**Record extracts**
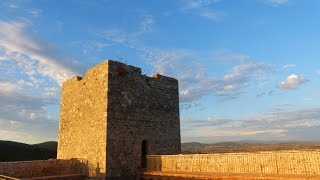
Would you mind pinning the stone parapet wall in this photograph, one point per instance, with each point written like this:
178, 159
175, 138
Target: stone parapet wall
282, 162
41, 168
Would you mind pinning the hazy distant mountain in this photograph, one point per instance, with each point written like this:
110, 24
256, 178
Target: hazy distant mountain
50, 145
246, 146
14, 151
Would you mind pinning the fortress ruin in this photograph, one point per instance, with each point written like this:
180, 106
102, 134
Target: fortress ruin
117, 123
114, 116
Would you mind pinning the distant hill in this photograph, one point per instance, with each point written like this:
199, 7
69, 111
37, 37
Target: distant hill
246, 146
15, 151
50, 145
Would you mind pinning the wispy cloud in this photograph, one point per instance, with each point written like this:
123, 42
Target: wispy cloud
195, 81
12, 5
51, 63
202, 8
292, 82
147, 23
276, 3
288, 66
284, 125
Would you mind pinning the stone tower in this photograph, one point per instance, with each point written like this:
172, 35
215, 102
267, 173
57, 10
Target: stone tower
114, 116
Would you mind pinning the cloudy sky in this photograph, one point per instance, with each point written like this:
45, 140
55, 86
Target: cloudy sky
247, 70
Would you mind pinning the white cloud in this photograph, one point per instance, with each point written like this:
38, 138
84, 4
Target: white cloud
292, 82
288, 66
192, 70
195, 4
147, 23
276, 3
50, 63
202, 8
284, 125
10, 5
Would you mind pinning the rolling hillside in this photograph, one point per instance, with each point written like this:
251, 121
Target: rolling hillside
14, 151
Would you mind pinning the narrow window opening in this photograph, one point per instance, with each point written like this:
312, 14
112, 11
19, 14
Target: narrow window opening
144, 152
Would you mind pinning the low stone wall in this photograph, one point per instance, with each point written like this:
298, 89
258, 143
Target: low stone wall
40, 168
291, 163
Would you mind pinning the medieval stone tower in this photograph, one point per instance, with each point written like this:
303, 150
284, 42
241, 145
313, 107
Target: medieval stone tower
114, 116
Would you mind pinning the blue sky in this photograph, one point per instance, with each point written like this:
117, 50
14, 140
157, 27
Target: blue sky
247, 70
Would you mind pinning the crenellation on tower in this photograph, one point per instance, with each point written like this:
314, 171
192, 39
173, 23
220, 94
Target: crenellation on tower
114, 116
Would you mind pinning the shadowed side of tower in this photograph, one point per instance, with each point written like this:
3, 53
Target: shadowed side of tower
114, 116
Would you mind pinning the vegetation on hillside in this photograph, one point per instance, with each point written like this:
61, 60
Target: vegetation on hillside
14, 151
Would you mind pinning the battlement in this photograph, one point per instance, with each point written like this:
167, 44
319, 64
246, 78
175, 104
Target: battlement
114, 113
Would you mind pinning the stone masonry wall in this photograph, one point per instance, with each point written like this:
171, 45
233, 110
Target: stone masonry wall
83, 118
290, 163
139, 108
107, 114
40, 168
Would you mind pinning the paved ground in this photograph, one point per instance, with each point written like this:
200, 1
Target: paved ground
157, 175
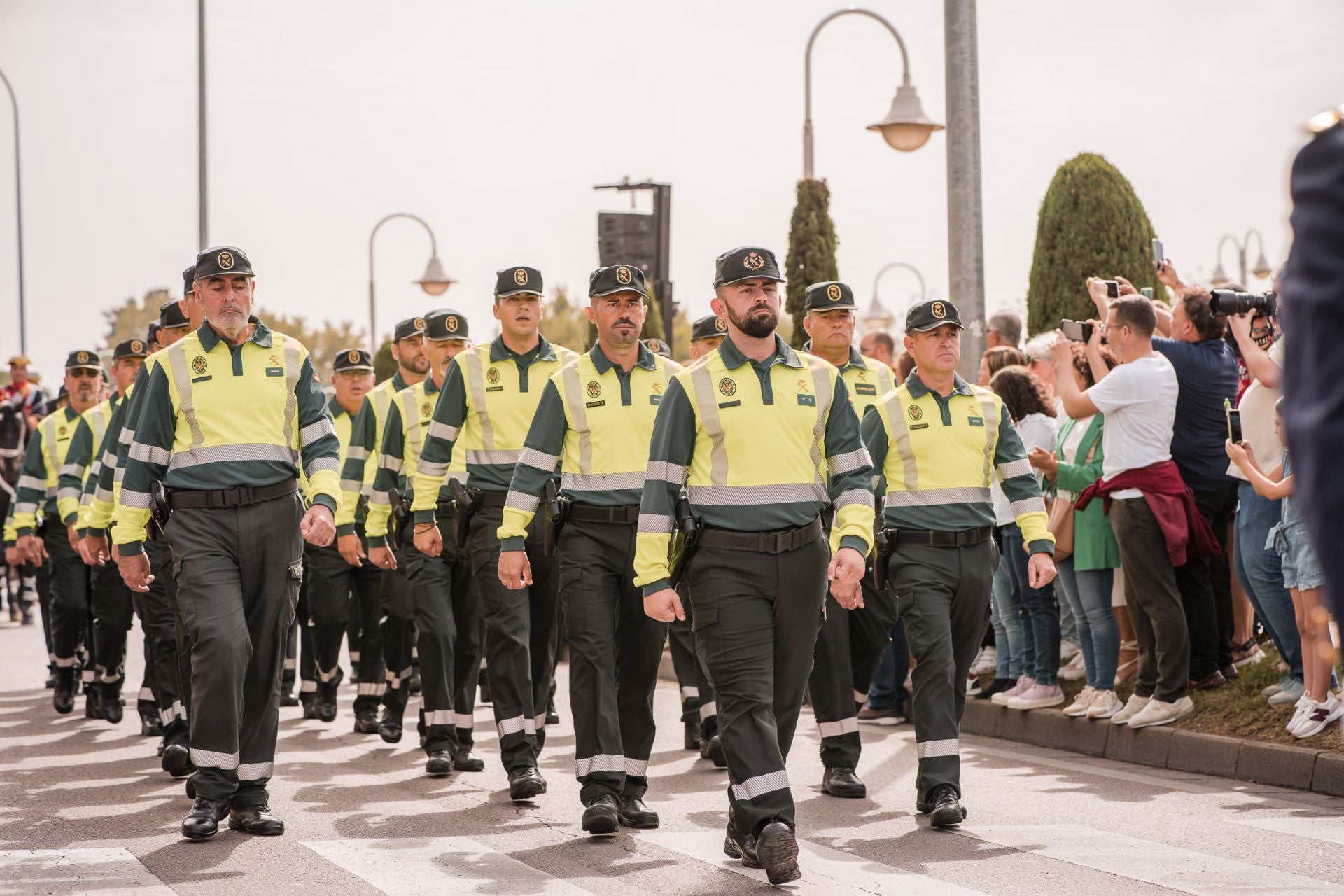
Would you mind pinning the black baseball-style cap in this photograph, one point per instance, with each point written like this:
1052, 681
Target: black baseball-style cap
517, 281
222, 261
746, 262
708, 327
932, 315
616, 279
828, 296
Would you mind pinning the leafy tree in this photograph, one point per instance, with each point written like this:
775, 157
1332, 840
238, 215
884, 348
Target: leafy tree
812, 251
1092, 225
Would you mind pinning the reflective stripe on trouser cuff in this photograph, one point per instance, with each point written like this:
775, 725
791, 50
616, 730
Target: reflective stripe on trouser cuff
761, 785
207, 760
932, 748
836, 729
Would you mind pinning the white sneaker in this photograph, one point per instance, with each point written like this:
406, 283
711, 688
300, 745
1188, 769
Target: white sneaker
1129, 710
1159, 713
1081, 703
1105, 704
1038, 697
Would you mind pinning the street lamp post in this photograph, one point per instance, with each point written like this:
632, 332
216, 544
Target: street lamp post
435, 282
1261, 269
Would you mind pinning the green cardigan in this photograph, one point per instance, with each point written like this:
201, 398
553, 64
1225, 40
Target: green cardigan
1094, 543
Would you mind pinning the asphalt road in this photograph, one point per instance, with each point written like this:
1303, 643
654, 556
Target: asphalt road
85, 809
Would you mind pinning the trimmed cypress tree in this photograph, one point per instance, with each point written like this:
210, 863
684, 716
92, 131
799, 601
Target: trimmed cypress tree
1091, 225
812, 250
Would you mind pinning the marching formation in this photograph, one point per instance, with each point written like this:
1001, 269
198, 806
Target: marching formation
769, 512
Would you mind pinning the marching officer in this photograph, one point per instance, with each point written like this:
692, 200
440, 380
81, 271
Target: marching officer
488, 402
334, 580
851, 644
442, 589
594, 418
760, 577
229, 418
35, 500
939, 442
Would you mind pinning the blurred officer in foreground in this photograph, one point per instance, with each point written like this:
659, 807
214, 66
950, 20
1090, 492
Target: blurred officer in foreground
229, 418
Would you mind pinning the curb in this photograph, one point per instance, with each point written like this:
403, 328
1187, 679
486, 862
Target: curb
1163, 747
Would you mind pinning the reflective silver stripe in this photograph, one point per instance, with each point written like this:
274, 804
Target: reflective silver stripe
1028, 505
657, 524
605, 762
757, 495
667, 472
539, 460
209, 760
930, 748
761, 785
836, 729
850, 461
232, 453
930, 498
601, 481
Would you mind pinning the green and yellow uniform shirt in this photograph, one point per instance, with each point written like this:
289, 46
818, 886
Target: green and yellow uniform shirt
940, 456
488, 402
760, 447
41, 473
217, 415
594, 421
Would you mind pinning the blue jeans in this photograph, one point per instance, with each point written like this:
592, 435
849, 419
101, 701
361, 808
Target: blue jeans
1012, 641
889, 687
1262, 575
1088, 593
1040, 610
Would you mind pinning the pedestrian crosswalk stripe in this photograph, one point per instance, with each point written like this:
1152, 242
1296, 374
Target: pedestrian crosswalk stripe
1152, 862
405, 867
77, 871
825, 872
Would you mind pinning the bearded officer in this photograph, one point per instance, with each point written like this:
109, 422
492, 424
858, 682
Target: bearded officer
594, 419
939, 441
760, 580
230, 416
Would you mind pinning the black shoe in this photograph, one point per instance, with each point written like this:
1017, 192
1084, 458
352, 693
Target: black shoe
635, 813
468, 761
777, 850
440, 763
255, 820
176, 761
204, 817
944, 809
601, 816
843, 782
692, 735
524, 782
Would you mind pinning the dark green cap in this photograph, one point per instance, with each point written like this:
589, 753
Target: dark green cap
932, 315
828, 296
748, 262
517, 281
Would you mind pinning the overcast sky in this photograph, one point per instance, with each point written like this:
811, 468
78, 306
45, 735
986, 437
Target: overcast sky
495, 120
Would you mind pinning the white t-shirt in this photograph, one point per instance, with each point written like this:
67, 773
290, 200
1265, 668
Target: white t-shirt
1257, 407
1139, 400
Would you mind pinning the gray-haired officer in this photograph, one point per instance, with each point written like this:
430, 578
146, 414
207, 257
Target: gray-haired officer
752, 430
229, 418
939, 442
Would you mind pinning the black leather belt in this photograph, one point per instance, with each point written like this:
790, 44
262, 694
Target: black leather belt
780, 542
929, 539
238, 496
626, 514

**The problem**
Leaving the pictures aside, transcribe the entire listing exactly.

**Solution**
Would you mind pinning the stone parapet wall in this photograph, one point per instance, with each point written like this:
178, 159
175, 138
Target: stone parapet wall
282, 162
41, 168
Would you mind pinning the hazy distant mountain in this photograph, one point per instance, with each point written like this:
110, 24
256, 178
Target: hazy distant mountain
50, 145
246, 146
14, 151
Would you mind pinning the fortress ruin in this photograph, one point per instance, with each point written like this:
180, 106
102, 134
Target: fortress ruin
117, 123
114, 116
Would you mind pinning the distant hill in this photograph, one point per instance, with each point written like this:
199, 7
69, 111
37, 37
Target: distant hill
246, 146
15, 151
50, 145
Would you mind pinning the wispy cloud in this photograph, one point per instance, with each point written like this:
123, 42
Target: wispy cloud
195, 81
12, 5
51, 63
202, 8
292, 82
147, 23
276, 3
288, 66
284, 125
Would you mind pinning the stone tower in this photograph, one point per instance, with each point written like this:
172, 35
215, 102
267, 173
57, 10
Target: stone tower
114, 116
Would you mind pinning the cloudy sky in this photograph, one point per instance, with each point written like this:
45, 140
55, 86
Target: cloudy sky
247, 70
Would you mind pinning the white cloud in this photograph, one point per instance, with each point written like this:
38, 138
84, 4
Target: white cloud
292, 82
288, 66
192, 70
195, 4
147, 23
276, 3
50, 63
202, 8
284, 125
10, 5
Would you mind pinning the rolling hillside in this photograph, one point per instance, with each point written like this:
251, 121
Target: rolling hillside
14, 151
Would you mind pinning the narrow window opening in this photograph, one point per instance, with each point written like this:
312, 14
112, 11
19, 14
Target: narrow window opening
144, 152
Would you mind pinning the low stone wall in this photograph, one point per instance, with each point written like this:
298, 89
258, 143
Target: low stone wall
40, 168
291, 163
Would you mind pinning the medieval stone tower in this photograph, one point per instance, with each point written like this:
303, 150
284, 42
241, 145
313, 107
Target: medieval stone tower
114, 116
Would you mind pinning the blue sky in this photograph, one point per instance, with each point written like this:
117, 50
14, 140
157, 27
Target: blue sky
247, 70
Would you mind pinning the crenellation on tower in this photograph, one point per instance, with each point written like this:
314, 171
192, 39
173, 23
220, 94
Target: crenellation on tower
114, 116
Would you mind pinning the shadowed side of tower in this photograph, one point per instance, with each point written like this:
3, 53
Target: shadowed side of tower
114, 116
Would you mind pinning the vegetation on hillside in this photograph, one point per instance, with each point written like this:
61, 60
Target: vegetation on hillside
14, 151
Would you mind pinning the battlement in this photograph, one point per instance, with each point written like this:
167, 44
319, 64
246, 78
175, 104
Target: battlement
114, 113
Would you mind pinning the stone masonry wall in this photograph, one point per instance, with each point written like this:
171, 45
233, 110
Target: stone masonry wall
83, 118
290, 163
139, 108
107, 114
40, 168
Would you mind pinning the paved ground in this photograph, one point per instance, with each point written like this:
200, 1
Target: paved ground
157, 175
Would you mind pinning the black baseball-style cap in this photograph, one point per instance, with each point written like this:
1052, 681
Target: black baseball-style cap
517, 281
222, 261
746, 262
708, 327
932, 315
616, 279
828, 296
Would you mind pinning the leafy tree in this photograph, one point per instance, with each point written like this:
775, 157
1332, 840
238, 215
884, 348
Target: leafy tree
812, 251
1092, 225
Would you mind pinning the reflective stripe on trouser cuff in this photograph, one point per instance, with each point written like this:
775, 725
791, 50
616, 730
Target: reflective stripe on trouser cuff
761, 785
207, 760
932, 748
836, 729
Would you mind pinning the white sneaker in this photograph, one point per instance, with each point written like this:
406, 283
711, 688
300, 745
1188, 769
Target: white sneaker
1129, 710
1159, 713
1081, 703
1105, 704
1038, 697
Would you mind pinning the street lamp post in this photograph, one point per instance, with each point written like this:
632, 332
216, 544
Target: street lamp post
435, 282
1261, 269
Would you mind pinning the green cardigan in this photograph, one point per instance, with each point written like this:
201, 398
553, 64
1225, 40
Target: green cardigan
1094, 543
Would you mind pinning the asphalt road in this photograph, one point per instance, with each point written like this:
1303, 643
654, 556
Target: asphalt road
85, 809
Would you mind pinning the trimmed cypress tree in this photograph, one point per instance, with each point written like this:
210, 863
684, 716
92, 131
799, 601
Target: trimmed cypress tree
1091, 225
812, 250
Would you mind pinning the marching formation in this photograph, one point per instance, with each point written like this:
1001, 269
198, 806
Target: marching formation
769, 512
Would you mind pinning the marching officer in this photograph, one point per instance, with each point written like this:
692, 200
440, 380
81, 271
Target: marching officer
488, 402
334, 580
851, 644
442, 589
594, 418
760, 577
229, 418
35, 500
939, 442
Would you mind pinning the blurred officer in foreground in this photograph, one point per instance, with each point written like this:
659, 807
214, 66
950, 20
1090, 492
Target: blurred officer in foreground
229, 418
Would you mind pinning the curb in this photograph, one point per instance, with each point written like this:
403, 328
1187, 679
486, 862
Target: curb
1163, 747
Would you mind pinning the reflective silver stripe in this photograph, one point per instance, with each point written like this:
274, 804
Target: reflective silver stripe
1028, 505
657, 524
605, 762
757, 495
667, 472
539, 460
209, 760
930, 748
761, 785
836, 729
850, 461
232, 453
930, 498
601, 481
Would you mind pinning the green and yellow uniform shirt in this photograph, one point per instance, with each point written like this:
289, 46
818, 886
Target: green and yellow uniform shirt
940, 456
488, 402
760, 447
41, 473
217, 415
594, 421
Would you mind pinning the blue jeans in this photograph, one point per instance, with each point written like this:
592, 435
849, 419
101, 701
361, 808
Target: blue jeans
1012, 641
889, 687
1262, 575
1088, 593
1040, 610
Would you mind pinning the pedestrian crosswalk stripe in this photograph, one point per instance, with each point written like this:
1152, 242
1296, 374
Target: pedestrian crosswalk stripe
1152, 862
405, 867
77, 871
825, 872
Would you mind pinning the bearded officer in this photograph, one point per instance, with each point written like this:
109, 422
492, 424
858, 682
Target: bearded officer
594, 419
939, 441
760, 580
230, 416
Would you mind pinning the black shoe in this photograph, one point per instance, with each point written like this:
1017, 192
1084, 458
352, 693
Target: black shoe
635, 813
468, 761
777, 850
440, 763
255, 820
176, 761
204, 817
944, 809
601, 816
843, 782
692, 735
524, 782
Would you mind pinning the dark green cap in this photograph, one point per instance, with each point written like this:
589, 753
Target: dark green cap
932, 315
828, 296
748, 262
517, 281
Would you mind pinning the overcast sky in this photograph, one point per instance, with each point written like this:
811, 468
78, 306
45, 735
986, 437
Target: overcast sky
495, 120
Would you mind pinning the white t-shirt in this photograph, one point per instance, with each point written like this:
67, 773
290, 200
1265, 668
Target: white t-shirt
1257, 407
1139, 400
Would you mind pinning the gray-haired officer in this photograph, one point per instance, with each point written like this:
430, 578
146, 414
207, 257
Target: gray-haired officer
752, 430
229, 418
939, 442
Would you mind pinning the black leather belt in this photograph, one point per instance, with each point written like this:
790, 44
262, 694
Target: black leather belt
780, 542
929, 539
238, 496
626, 514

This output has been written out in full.